EXERCISE INSTRUCTIONS
1/ Update the records from the line containing "Task brief: identify the white washbasin" through the line containing "left=19, top=225, right=229, bottom=300", changing "provided" to "supplied" and leaving everything else the same. Return only those lines.
2/ Write what comes next in the passage on orthogonally complemented operator ranges, picking up after its final line.

:: GIVEN PASSAGE ::

Now, suppose $\overline{\mathcal{R}(\mathrm{\Psi })+\mathcal{R}\left({\mathrm{\Psi }}^{*}\right)}$ is orthogonally complemented. Then, combined with (12), we have the following:

$$\begin{array}{cc}\hfill \mathcal{E}& =\overline{\mathcal{R}(\mathrm{\Psi })+\mathcal{R}\left({\mathrm{\Psi }}^{*}\right)}\dotplus \mathcal{N}(\mathrm{\Psi })\cap \mathcal{N}\left({\mathrm{\Psi }}^{*}\right)\hfill \\ \hfill & =\overline{R({\mathrm{\Psi }}^{*}-P)}\dotplus R\left(P\right)\dotplus \mathcal{N}(\mathrm{\Psi })\cap \mathcal{N}\left({\mathrm{\Psi }}^{*}\right).\hfill \end{array}$$

(13)

Let $P_{\mathrm{\Omega }}=I-P-P_{\mathcal{N}(\mathrm{\Psi })\cap \mathcal{N}\left({\mathrm{\Psi }}^{*}\right)}=I-P-P_{\mathcal{N}(\mathrm{\Psi })\cap \mathcal{N}\left(P\right)}$. Observe that $P_{\mathrm{\Omega }}$ satisfies $P_{\mathrm{\Omega }}^2=P_{\mathrm{\Omega }}$, making it a projection. The conditions $P_{\mathrm{\Omega }}P=0$ further imply $\mathcal{N}\left(P_{\mathrm{\Omega }}\right)\supseteq \mathcal{R}\left(P\right)$. For any $x\in \mathcal{R}(I-P)$ such that $P_{\mathrm{\Omega }}x=0$, then $(I-P_{\mathcal{N}(\mathrm{\Psi })\cap \mathcal{N}\left(P\right)})x=0$, which means that $x\in \mathcal{N}(\mathrm{\Psi })\cap \mathcal{N}\left(P\right)$, yielding $\mathcal{N}\left(P_{\mathrm{\Omega }}\right)=R\left(P\right)\dotplus \mathcal{N}(\mathrm{\Psi })\cap \mathcal{N}\left({\mathrm{\Psi }}^{*}\right)$. Consequently, based on (13), we have that $\mathcal{R}\left(P_{\mathrm{\Omega }}\right)=\overline{R({\mathrm{\Psi }}^{*}-P)}$ is orthogonally complemented.

On the other hand, if $\overline{R({\mathrm{\Psi }}^{*}-P)}$ is orthogonally complemented, let $P_{\omega }=I-P-P_{\overline{R({\mathrm{\Psi }}^{*}-P)}}$. Observe that $P_{\omega }$ satisfies $P_{\omega }^2=P_{\omega }$, making it a projection. The conditions $P_{\omega }P=0$ further imply $\mathcal{N}\left(P_{\omega }\right)\supseteq \mathcal{R}\left(P\right)$. For any $x\in \mathcal{R}(I-P)$ such that $P_{\omega }x=0$, then $(I-P_{\overline{R({\mathrm{\Psi }}^{*}-P)}})x=0$. This means that $x\in \overline{R({\mathrm{\Psi }}^{*}-P)}$, yielding $\mathcal{N}\left(P_{\omega }\right)=R\left(P\right)\dotplus \mathcal{R}\left(\overline{R({\mathrm{\Psi }}^{*}-P)}\right)$. Consequently, based on (13), we have that $\mathcal{R}(I-P_{\omega })=\overline{\mathcal{R}(\mathrm{\Psi })+\mathcal{R}\left({\mathrm{\Psi }}^{*}\right)}$ is orthogonally complemented. □

Corollary 1.

:::
:: ENTRIES ::

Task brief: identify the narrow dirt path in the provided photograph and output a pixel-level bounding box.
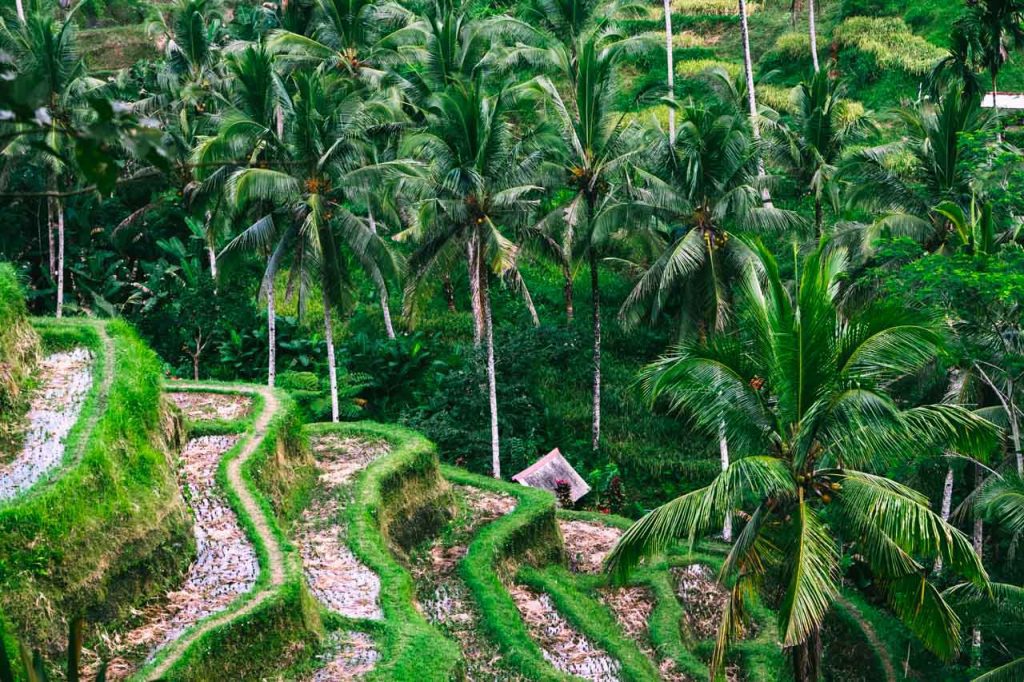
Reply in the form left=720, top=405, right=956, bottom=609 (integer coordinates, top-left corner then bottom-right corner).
left=0, top=323, right=117, bottom=504
left=295, top=433, right=388, bottom=621
left=410, top=485, right=525, bottom=682
left=836, top=597, right=896, bottom=682
left=108, top=435, right=259, bottom=680
left=145, top=383, right=285, bottom=680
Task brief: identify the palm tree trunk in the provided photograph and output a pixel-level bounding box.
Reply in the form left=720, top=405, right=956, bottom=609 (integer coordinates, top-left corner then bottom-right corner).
left=56, top=199, right=65, bottom=318
left=792, top=628, right=821, bottom=682
left=992, top=74, right=1002, bottom=142
left=971, top=464, right=985, bottom=668
left=718, top=422, right=732, bottom=543
left=741, top=0, right=772, bottom=208
left=262, top=226, right=295, bottom=388
left=665, top=0, right=676, bottom=144
left=367, top=210, right=394, bottom=339
left=441, top=274, right=456, bottom=312
left=466, top=233, right=483, bottom=347
left=322, top=286, right=340, bottom=422
left=562, top=262, right=575, bottom=325
left=807, top=0, right=821, bottom=74
left=933, top=467, right=953, bottom=573
left=478, top=258, right=502, bottom=478
left=1007, top=379, right=1024, bottom=477
left=590, top=250, right=601, bottom=453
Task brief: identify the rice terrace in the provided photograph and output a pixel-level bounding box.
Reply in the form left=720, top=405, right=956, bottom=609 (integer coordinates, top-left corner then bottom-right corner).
left=0, top=0, right=1024, bottom=682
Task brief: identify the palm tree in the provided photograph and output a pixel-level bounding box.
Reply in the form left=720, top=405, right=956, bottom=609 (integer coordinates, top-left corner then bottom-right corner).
left=607, top=243, right=994, bottom=680
left=769, top=72, right=874, bottom=237
left=962, top=0, right=1024, bottom=135
left=0, top=10, right=105, bottom=317
left=618, top=103, right=804, bottom=336
left=227, top=70, right=401, bottom=413
left=807, top=0, right=821, bottom=74
left=739, top=0, right=771, bottom=208
left=537, top=33, right=638, bottom=451
left=403, top=79, right=542, bottom=478
left=842, top=88, right=992, bottom=249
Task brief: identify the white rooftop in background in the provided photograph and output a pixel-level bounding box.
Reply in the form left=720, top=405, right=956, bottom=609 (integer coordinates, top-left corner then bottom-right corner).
left=512, top=447, right=590, bottom=502
left=981, top=92, right=1024, bottom=109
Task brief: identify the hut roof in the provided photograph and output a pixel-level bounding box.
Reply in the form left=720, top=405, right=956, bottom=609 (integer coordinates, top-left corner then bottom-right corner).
left=512, top=447, right=590, bottom=502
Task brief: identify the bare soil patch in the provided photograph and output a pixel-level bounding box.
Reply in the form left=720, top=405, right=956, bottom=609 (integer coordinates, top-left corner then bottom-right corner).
left=0, top=348, right=93, bottom=501
left=296, top=434, right=388, bottom=620
left=309, top=632, right=380, bottom=682
left=558, top=519, right=623, bottom=573
left=108, top=435, right=259, bottom=680
left=508, top=585, right=623, bottom=682
left=167, top=391, right=253, bottom=422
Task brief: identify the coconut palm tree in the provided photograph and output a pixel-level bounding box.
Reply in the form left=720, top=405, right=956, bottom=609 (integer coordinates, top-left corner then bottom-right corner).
left=220, top=70, right=404, bottom=413
left=768, top=72, right=874, bottom=236
left=928, top=22, right=985, bottom=99
left=961, top=0, right=1024, bottom=135
left=0, top=4, right=106, bottom=317
left=537, top=32, right=639, bottom=451
left=267, top=0, right=423, bottom=89
left=402, top=79, right=542, bottom=478
left=607, top=243, right=994, bottom=680
left=618, top=103, right=804, bottom=337
left=841, top=88, right=992, bottom=249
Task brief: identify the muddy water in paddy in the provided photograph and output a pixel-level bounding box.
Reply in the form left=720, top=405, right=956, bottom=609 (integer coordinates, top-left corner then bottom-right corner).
left=295, top=433, right=388, bottom=682
left=108, top=435, right=259, bottom=680
left=411, top=485, right=525, bottom=682
left=0, top=348, right=93, bottom=502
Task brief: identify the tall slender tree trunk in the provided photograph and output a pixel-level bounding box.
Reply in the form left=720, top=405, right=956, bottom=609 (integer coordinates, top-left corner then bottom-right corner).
left=466, top=232, right=484, bottom=347
left=262, top=225, right=296, bottom=388
left=718, top=422, right=732, bottom=543
left=56, top=199, right=65, bottom=318
left=971, top=464, right=985, bottom=668
left=741, top=0, right=772, bottom=208
left=992, top=74, right=1002, bottom=142
left=441, top=274, right=456, bottom=312
left=367, top=210, right=394, bottom=339
left=933, top=467, right=953, bottom=573
left=792, top=628, right=821, bottom=682
left=665, top=0, right=676, bottom=144
left=477, top=257, right=502, bottom=478
left=266, top=281, right=278, bottom=388
left=562, top=262, right=575, bottom=325
left=321, top=286, right=340, bottom=422
left=807, top=0, right=821, bottom=74
left=1007, top=379, right=1024, bottom=477
left=590, top=249, right=601, bottom=453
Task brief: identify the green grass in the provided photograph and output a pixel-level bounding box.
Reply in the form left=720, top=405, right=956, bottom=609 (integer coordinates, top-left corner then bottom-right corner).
left=139, top=384, right=323, bottom=680
left=0, top=263, right=39, bottom=451
left=306, top=422, right=463, bottom=681
left=442, top=467, right=566, bottom=681
left=0, top=319, right=191, bottom=646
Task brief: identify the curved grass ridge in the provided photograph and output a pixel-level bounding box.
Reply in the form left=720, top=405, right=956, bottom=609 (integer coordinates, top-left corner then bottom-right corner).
left=441, top=466, right=574, bottom=682
left=135, top=383, right=321, bottom=680
left=306, top=422, right=463, bottom=682
left=0, top=319, right=190, bottom=646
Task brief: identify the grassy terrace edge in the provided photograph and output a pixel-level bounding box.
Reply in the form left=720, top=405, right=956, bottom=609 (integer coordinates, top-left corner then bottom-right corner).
left=136, top=383, right=322, bottom=680
left=0, top=318, right=191, bottom=650
left=306, top=422, right=464, bottom=681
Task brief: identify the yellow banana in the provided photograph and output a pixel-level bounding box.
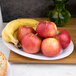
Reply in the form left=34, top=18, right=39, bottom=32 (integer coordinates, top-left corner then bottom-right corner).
left=2, top=18, right=39, bottom=45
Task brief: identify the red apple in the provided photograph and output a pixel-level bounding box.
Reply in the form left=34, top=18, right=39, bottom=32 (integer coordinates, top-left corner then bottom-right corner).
left=41, top=38, right=61, bottom=57
left=17, top=26, right=35, bottom=43
left=36, top=22, right=57, bottom=38
left=22, top=33, right=41, bottom=54
left=56, top=29, right=71, bottom=49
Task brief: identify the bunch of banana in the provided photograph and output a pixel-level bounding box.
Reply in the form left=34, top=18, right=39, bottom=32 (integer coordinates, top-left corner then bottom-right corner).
left=2, top=18, right=39, bottom=45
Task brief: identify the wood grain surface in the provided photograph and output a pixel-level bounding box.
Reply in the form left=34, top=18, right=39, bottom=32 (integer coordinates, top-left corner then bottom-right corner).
left=9, top=18, right=76, bottom=64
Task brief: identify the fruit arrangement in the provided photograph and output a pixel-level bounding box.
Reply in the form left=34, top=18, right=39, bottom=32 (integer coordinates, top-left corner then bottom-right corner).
left=2, top=19, right=71, bottom=57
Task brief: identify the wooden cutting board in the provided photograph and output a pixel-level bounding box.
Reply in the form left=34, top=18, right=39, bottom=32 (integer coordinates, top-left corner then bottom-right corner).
left=9, top=18, right=76, bottom=64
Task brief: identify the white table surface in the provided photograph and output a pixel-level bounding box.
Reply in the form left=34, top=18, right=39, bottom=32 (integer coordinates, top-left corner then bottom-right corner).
left=0, top=23, right=76, bottom=76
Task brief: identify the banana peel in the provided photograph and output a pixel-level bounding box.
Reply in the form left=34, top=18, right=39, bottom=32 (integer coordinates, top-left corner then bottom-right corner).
left=2, top=18, right=39, bottom=46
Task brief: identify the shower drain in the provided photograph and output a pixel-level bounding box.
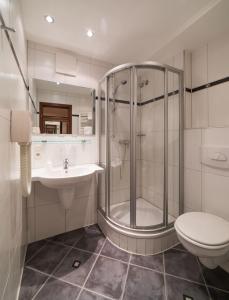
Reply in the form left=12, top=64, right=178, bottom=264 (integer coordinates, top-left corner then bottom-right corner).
left=72, top=259, right=81, bottom=269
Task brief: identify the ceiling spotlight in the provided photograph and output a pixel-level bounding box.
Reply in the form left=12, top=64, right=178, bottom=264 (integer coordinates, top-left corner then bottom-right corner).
left=45, top=15, right=54, bottom=23
left=87, top=29, right=95, bottom=37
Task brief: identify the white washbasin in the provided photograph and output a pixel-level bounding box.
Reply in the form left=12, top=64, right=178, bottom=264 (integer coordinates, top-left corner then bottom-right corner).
left=32, top=164, right=103, bottom=209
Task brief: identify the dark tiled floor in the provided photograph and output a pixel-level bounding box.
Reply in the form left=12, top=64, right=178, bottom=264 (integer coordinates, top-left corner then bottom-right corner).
left=19, top=225, right=229, bottom=300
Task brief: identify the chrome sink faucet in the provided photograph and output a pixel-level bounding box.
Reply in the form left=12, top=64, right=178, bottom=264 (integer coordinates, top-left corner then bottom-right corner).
left=64, top=158, right=69, bottom=173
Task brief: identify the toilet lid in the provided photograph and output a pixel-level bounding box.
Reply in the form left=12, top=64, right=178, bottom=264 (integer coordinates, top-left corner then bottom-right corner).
left=176, top=212, right=229, bottom=246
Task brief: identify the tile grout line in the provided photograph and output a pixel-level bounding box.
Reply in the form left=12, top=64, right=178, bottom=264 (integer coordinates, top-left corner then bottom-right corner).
left=162, top=252, right=168, bottom=300
left=165, top=273, right=208, bottom=286
left=25, top=240, right=48, bottom=266
left=81, top=287, right=116, bottom=300
left=130, top=263, right=163, bottom=274
left=76, top=238, right=106, bottom=300
left=196, top=257, right=211, bottom=299
left=31, top=243, right=76, bottom=300
left=100, top=254, right=129, bottom=265
left=120, top=254, right=132, bottom=300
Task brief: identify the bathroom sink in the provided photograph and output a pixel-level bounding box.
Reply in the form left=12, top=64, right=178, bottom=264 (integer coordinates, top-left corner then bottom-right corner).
left=32, top=164, right=103, bottom=209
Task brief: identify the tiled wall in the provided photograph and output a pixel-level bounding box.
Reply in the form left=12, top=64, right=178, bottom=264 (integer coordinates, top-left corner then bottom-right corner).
left=0, top=0, right=29, bottom=300
left=185, top=35, right=229, bottom=220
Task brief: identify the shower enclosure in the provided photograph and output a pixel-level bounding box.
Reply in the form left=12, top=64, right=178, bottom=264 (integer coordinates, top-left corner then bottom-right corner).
left=98, top=62, right=183, bottom=251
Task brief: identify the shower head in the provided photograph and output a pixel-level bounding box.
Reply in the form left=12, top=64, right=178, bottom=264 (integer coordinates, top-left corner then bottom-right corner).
left=114, top=79, right=127, bottom=96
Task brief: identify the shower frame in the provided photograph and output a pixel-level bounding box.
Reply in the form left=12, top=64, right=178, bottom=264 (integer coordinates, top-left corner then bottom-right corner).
left=98, top=61, right=184, bottom=238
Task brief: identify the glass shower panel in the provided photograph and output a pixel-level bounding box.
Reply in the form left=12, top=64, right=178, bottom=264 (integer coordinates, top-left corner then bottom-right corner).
left=108, top=69, right=131, bottom=226
left=136, top=67, right=164, bottom=227
left=98, top=80, right=106, bottom=212
left=168, top=72, right=180, bottom=223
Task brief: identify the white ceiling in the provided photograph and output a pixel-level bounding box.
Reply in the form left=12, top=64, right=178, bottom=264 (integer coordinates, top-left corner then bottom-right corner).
left=21, top=0, right=229, bottom=64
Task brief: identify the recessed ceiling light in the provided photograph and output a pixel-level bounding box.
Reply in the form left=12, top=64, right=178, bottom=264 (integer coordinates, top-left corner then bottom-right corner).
left=87, top=29, right=95, bottom=37
left=45, top=15, right=54, bottom=23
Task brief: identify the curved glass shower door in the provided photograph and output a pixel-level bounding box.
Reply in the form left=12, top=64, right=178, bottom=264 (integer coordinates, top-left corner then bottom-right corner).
left=135, top=67, right=165, bottom=228
left=99, top=63, right=183, bottom=231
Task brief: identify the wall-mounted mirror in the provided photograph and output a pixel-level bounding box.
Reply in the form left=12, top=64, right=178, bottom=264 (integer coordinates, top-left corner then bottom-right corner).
left=31, top=79, right=95, bottom=135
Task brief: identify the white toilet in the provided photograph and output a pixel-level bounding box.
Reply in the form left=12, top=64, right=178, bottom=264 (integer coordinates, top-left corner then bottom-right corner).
left=174, top=212, right=229, bottom=272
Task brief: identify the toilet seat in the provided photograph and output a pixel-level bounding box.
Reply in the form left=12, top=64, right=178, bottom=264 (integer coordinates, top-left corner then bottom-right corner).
left=175, top=212, right=229, bottom=249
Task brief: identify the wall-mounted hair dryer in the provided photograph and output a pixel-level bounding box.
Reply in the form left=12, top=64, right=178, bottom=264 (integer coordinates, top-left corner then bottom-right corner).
left=11, top=111, right=32, bottom=197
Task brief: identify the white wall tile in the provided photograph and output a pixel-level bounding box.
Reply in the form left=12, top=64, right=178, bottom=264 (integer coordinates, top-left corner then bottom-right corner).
left=35, top=204, right=65, bottom=240
left=208, top=34, right=229, bottom=82
left=184, top=169, right=202, bottom=211
left=192, top=89, right=208, bottom=128
left=192, top=46, right=208, bottom=88
left=203, top=173, right=229, bottom=221
left=184, top=129, right=202, bottom=171
left=184, top=92, right=192, bottom=129
left=208, top=82, right=229, bottom=127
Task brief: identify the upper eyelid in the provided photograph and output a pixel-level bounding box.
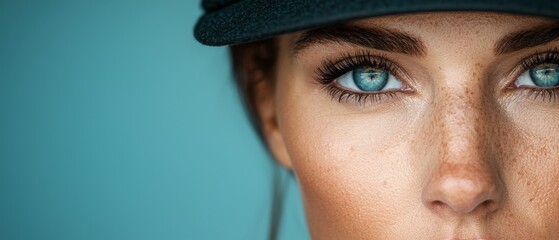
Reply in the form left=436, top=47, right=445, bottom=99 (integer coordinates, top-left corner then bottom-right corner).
left=315, top=50, right=409, bottom=80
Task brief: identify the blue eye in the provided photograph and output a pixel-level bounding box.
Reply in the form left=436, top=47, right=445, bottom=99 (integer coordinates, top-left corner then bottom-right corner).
left=515, top=63, right=559, bottom=88
left=336, top=67, right=402, bottom=92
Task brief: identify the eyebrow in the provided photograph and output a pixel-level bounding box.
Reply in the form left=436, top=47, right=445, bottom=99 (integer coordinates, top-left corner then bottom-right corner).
left=495, top=22, right=559, bottom=55
left=293, top=25, right=426, bottom=56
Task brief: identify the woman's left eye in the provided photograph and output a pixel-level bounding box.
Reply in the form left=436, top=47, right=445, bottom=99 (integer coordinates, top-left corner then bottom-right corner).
left=336, top=67, right=402, bottom=93
left=515, top=63, right=559, bottom=88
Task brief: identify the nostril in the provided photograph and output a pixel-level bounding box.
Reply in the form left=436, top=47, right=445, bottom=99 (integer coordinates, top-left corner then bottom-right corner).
left=423, top=174, right=500, bottom=215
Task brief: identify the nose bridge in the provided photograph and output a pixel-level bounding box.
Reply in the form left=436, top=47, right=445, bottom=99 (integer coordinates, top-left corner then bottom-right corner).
left=423, top=79, right=501, bottom=214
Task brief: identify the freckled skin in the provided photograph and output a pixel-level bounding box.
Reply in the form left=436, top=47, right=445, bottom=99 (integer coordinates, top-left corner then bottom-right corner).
left=260, top=13, right=559, bottom=239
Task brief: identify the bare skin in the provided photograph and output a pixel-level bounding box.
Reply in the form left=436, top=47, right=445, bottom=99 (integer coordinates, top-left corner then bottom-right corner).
left=258, top=13, right=559, bottom=239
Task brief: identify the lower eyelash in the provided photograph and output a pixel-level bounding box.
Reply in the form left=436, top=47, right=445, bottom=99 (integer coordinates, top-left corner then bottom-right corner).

:::

RESPONSES IN ORDER
1/
Task brief: identify the white washbasin in the supplied photograph and output a pixel-level bounding box.
Reply in the form left=12, top=64, right=178, bottom=264 (integer coordinates, top-left corner then bottom-right corner).
left=32, top=164, right=103, bottom=209
Task brief: identify the dark tiled floor in the supplied photograph and output a pixel-level bounding box.
Reply in the form left=12, top=64, right=178, bottom=264 (integer coordinates, top-left corner then bottom-right corner).
left=19, top=225, right=229, bottom=300

2/
Let $\mathrm{\Psi }\in \mathcal{L}\left(\mathcal{E}\right)$ be an idempotent and Q be projection from $\mathcal{E}$ to $\mathcal{R}(I-\mathrm{\Psi })$. Then, $\mathcal{R}(I-\mathrm{\Psi })+\mathcal{R}(I-{\mathrm{\Psi }}^{*})$ is closed if and only if $\mathcal{R}(I-{\mathrm{\Psi }}^{*}-P)$ is closed. Furthermore, $\overline{\mathcal{R}(\mathrm{\Psi })+\mathcal{R}\left({\mathrm{\Psi }}^{*}\right)}$ is orthogonally complemented if and only if $\overline{\mathcal{R}(I-{\mathrm{\Psi }}^{*}-Q)}$ is orthogonally complemented.

Proof. 

Substituting $\mathrm{\Psi },{\mathrm{\Psi }}^{*}$, and P with $I-\mathrm{\Psi },I-{\mathrm{\Psi }}^{*}$ and Q, respectively, in the proof of Theorem 1 immediately completes the argument. □

Remark 1.

The necessary and sufficient conditions for closedness and orthogonal complementability established in Theorem 1 are significant. The following example demonstrates the existence of an idempotent operator $\mathrm{\Psi }\in \mathcal{L}\left(\mathcal{E}\right)$ and a projection P from $\mathcal{E}$ to $\mathcal{R}(\mathrm{\Psi })$ for which $\mathcal{R}({\mathrm{\Psi }}^{*}-P)$ is not closed and $\overline{\mathcal{R}({\mathrm{\Psi }}^{*}-P)}$ is not orthogonally complemented.

Example 1.

Let $\mathcal{A}=C[0,1]$ be the $C^{*}$-algebra of all continuous complex-valued functions on [0, 1]. Let $\mathcal{E}=\mathcal{A}\mathrm{\oplus }\mathcal{A}$ be the canonical Hilbert $\mathcal{A}$-module with $\mathcal{A}$-valued inner product

$$〈{(x_1,y_1)}^T,{(x_2,y_2)}^T〉=〈x_1,x_2〉+〈y_1,y_2〉=x_1^{*}{x}_2+y_1^{*}{y}_2,(x_1,y_1,x_2,y_2\in \mathcal{A}),$$

where $x_1^{*}\left(t\right)=\overline{x_1\left(t\right)}$. Let $\pi \in \mathcal{L}\left(\mathcal{E}\right)$ be defined as $\pi {(x_1,y_1)}^T={(0,f·x_1+y_1)}^T$, where $f\left(t\right)=t\in \mathcal{A}$ and $(f·x_1)\left(t\right)=f\left(t\right)·x_1\left(t\right)=t{x}_1\left(t\right)$. Obviously, ${\pi }^2=\pi$. Now, we prove that π is adjointable.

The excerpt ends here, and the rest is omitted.